------ Texto de origem ------

07 julho, 2006

Cacharolete de Discos


Ainda à boleia de Lila Downs, aqui ficam algumas críticas de discos («La Cantina», o mais recente de Lila Downs, e também La Chicana - na foto -, Emmanuel Jal & Abdel Gadir Salim, Cheikh Lô e os irlandeses Clannad) publicadas originalmente no BLITZ há alguns meses...

LILA DOWNS
«LA CANTINA»
Narada/EMI

Belas canções rancheras mexicanas, entre a alegria e a tristeza. Só a electricidade está a mais.

------ Itens fornecidos ------

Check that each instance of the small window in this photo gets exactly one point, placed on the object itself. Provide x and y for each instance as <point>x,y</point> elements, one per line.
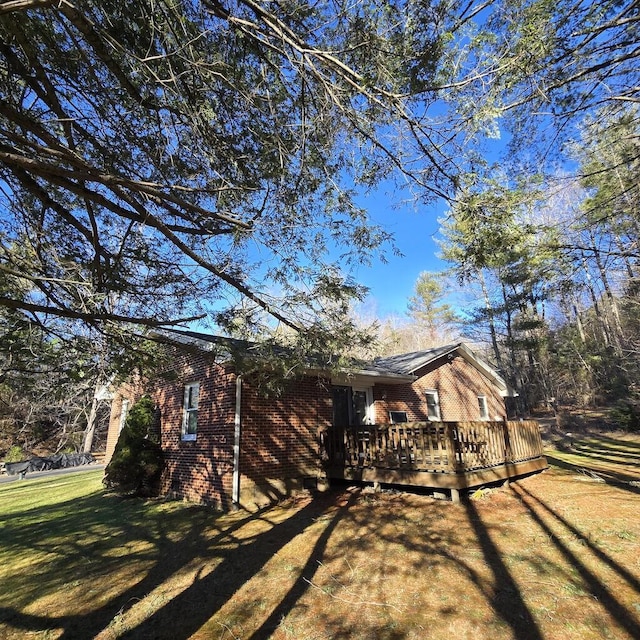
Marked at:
<point>124,411</point>
<point>190,411</point>
<point>433,404</point>
<point>484,408</point>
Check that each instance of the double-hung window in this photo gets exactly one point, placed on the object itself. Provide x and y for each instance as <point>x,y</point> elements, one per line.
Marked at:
<point>433,404</point>
<point>190,411</point>
<point>483,407</point>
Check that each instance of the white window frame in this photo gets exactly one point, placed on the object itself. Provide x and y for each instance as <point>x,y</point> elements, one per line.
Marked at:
<point>436,404</point>
<point>189,408</point>
<point>483,407</point>
<point>369,417</point>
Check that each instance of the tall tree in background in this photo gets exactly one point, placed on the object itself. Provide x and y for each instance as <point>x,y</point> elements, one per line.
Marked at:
<point>168,160</point>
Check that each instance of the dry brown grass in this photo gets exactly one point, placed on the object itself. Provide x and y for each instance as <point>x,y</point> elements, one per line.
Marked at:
<point>553,556</point>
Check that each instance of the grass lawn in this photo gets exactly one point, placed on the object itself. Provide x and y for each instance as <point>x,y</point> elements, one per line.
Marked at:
<point>554,556</point>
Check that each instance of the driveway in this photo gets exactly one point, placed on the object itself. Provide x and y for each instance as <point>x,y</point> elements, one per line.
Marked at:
<point>52,472</point>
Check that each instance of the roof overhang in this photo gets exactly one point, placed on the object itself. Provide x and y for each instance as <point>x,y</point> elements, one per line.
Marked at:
<point>366,378</point>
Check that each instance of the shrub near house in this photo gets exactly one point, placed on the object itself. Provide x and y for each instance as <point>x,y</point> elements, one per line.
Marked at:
<point>226,443</point>
<point>137,462</point>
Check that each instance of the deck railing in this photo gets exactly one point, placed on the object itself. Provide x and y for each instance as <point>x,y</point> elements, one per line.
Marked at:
<point>449,447</point>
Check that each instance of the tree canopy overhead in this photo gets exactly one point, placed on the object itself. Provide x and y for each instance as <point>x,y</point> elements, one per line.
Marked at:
<point>163,160</point>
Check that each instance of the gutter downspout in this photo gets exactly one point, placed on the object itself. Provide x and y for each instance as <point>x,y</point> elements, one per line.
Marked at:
<point>235,492</point>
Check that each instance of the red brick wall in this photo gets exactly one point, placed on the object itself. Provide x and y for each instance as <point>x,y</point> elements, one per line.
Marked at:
<point>200,470</point>
<point>280,437</point>
<point>279,444</point>
<point>458,384</point>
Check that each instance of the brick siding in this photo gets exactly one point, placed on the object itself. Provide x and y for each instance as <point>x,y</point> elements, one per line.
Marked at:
<point>279,444</point>
<point>458,384</point>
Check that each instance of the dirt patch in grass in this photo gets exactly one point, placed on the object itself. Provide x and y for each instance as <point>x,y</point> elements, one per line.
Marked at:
<point>554,556</point>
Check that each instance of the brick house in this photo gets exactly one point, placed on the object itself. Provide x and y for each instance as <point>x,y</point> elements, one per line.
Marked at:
<point>227,443</point>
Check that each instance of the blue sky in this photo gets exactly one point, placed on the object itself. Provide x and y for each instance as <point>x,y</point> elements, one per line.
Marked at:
<point>415,228</point>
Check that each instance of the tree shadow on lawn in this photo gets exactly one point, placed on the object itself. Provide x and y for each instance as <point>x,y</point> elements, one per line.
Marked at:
<point>590,468</point>
<point>169,542</point>
<point>543,516</point>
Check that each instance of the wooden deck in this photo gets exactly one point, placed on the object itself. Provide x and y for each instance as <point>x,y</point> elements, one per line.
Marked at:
<point>441,455</point>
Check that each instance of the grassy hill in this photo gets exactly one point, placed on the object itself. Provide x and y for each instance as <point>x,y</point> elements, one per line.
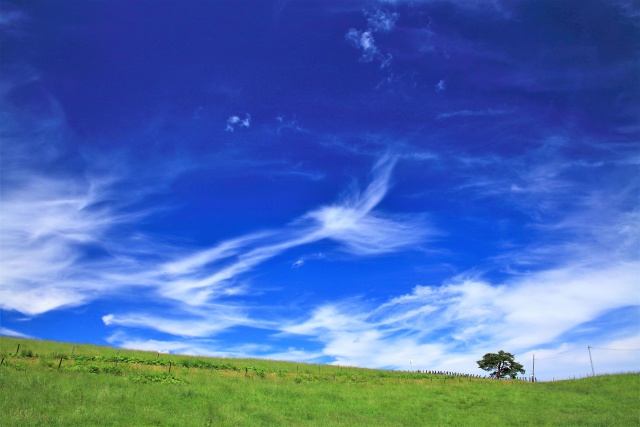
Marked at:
<point>44,383</point>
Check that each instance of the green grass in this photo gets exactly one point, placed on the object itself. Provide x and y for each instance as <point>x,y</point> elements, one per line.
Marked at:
<point>100,386</point>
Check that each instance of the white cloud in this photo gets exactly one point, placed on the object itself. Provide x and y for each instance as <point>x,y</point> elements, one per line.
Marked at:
<point>234,122</point>
<point>381,21</point>
<point>469,113</point>
<point>198,279</point>
<point>11,333</point>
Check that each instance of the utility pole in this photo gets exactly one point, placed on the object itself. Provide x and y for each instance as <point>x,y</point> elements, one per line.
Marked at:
<point>533,371</point>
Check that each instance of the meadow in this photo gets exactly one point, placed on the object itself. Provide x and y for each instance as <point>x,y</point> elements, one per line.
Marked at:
<point>45,383</point>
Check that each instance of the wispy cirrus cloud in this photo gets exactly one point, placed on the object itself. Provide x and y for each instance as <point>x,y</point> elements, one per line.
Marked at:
<point>234,122</point>
<point>378,22</point>
<point>198,279</point>
<point>470,113</point>
<point>530,314</point>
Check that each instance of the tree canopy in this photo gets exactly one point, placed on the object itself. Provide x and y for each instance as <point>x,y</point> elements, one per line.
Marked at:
<point>501,364</point>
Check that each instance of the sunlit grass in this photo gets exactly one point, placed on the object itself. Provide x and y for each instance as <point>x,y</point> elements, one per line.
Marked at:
<point>111,391</point>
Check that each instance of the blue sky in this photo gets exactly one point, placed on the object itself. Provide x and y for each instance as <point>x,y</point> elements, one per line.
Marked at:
<point>348,182</point>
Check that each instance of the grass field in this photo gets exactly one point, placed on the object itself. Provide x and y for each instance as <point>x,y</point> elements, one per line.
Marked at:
<point>44,383</point>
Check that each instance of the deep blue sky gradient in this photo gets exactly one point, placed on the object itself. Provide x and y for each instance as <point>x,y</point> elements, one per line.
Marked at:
<point>353,182</point>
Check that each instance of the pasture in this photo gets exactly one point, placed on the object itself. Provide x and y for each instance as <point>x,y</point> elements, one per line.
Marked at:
<point>44,383</point>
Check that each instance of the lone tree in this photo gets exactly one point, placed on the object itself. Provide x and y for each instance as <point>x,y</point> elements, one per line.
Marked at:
<point>502,364</point>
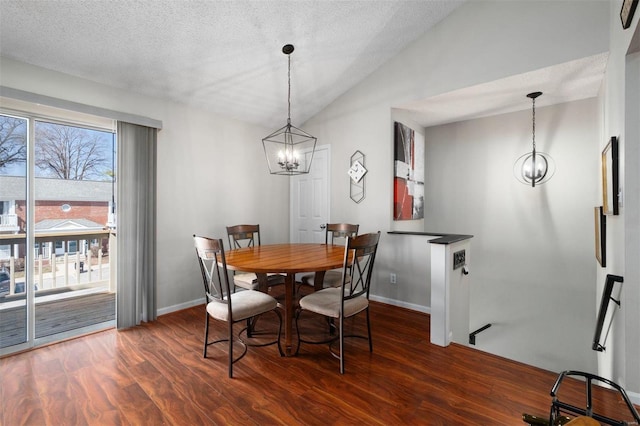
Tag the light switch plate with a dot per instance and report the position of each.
(459, 259)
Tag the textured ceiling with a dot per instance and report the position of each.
(221, 55)
(567, 82)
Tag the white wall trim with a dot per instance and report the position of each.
(180, 306)
(393, 302)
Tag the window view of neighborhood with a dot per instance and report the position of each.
(73, 221)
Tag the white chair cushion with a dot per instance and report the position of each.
(245, 304)
(327, 302)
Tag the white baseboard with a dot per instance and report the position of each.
(180, 306)
(412, 306)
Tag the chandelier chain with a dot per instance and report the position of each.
(534, 125)
(289, 94)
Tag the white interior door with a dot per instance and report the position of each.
(309, 209)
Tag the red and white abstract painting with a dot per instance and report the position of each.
(408, 179)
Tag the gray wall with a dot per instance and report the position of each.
(482, 42)
(533, 248)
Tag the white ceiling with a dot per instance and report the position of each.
(226, 56)
(570, 81)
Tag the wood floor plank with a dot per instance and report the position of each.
(155, 374)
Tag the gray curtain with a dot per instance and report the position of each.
(136, 225)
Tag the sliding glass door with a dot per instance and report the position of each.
(59, 193)
(14, 132)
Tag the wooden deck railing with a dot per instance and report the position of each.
(84, 269)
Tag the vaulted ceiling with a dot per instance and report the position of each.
(226, 56)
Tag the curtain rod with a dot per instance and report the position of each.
(78, 107)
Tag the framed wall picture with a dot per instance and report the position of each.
(408, 173)
(600, 221)
(610, 183)
(609, 305)
(626, 12)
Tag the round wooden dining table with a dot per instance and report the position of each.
(289, 259)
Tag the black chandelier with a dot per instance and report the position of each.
(534, 168)
(289, 150)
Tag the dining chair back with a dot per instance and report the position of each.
(243, 236)
(335, 233)
(249, 236)
(224, 305)
(348, 300)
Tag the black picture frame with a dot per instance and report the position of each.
(610, 180)
(598, 339)
(626, 12)
(600, 221)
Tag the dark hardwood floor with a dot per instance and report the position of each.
(155, 374)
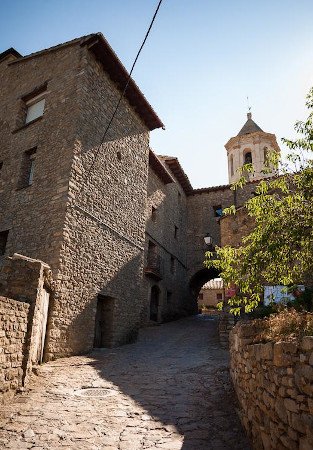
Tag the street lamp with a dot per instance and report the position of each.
(208, 239)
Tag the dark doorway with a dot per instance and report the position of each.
(154, 303)
(104, 322)
(200, 278)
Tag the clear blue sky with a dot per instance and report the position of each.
(201, 61)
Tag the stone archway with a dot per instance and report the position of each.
(200, 278)
(154, 303)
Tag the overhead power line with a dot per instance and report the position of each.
(94, 159)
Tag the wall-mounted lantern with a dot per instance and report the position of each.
(208, 239)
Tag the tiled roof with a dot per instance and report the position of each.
(159, 168)
(249, 127)
(216, 283)
(99, 46)
(177, 170)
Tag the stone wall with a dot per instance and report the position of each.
(103, 235)
(235, 227)
(203, 220)
(274, 385)
(24, 285)
(13, 330)
(165, 210)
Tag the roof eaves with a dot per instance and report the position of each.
(118, 74)
(159, 168)
(51, 49)
(178, 172)
(8, 52)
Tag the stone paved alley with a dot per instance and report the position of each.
(170, 390)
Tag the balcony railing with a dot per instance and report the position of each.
(154, 266)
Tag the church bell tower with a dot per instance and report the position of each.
(251, 145)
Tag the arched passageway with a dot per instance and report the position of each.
(200, 278)
(154, 303)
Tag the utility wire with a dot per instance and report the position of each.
(120, 99)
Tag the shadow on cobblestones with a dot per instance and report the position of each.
(170, 390)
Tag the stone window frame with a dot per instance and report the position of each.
(27, 168)
(26, 100)
(247, 151)
(169, 296)
(153, 213)
(3, 241)
(172, 264)
(231, 164)
(216, 209)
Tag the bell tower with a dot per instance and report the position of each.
(251, 145)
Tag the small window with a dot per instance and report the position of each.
(172, 264)
(28, 167)
(248, 158)
(231, 161)
(153, 214)
(218, 210)
(3, 241)
(34, 108)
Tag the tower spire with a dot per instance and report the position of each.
(249, 113)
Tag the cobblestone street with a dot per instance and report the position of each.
(170, 390)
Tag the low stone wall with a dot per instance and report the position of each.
(25, 286)
(274, 384)
(13, 330)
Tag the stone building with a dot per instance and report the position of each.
(120, 228)
(211, 293)
(251, 145)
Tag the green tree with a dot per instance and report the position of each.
(279, 249)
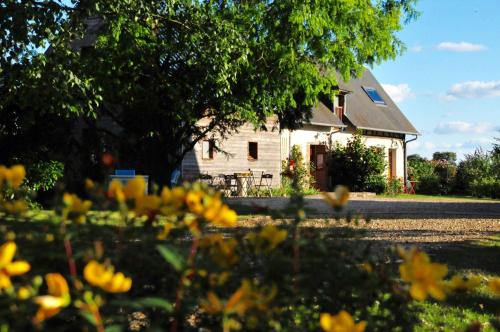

------

*O que fazer*: Pode reescrever o trecho do texto sobre discos que começa em "Ainda à boleia" e termina em "há alguns meses...", trocando "críticas" por "recensões"?

*Resposta*:
Ainda à boleia de Lila Downs, aqui ficam algumas recensões de discos («La Cantina», o mais recente de Lila Downs, e também La Chicana - na foto -, Emmanuel Jal & Abdel Gadir Salim, Cheikh Lô e os irlandeses Clannad) publicadas originalmente no BLITZ há alguns meses...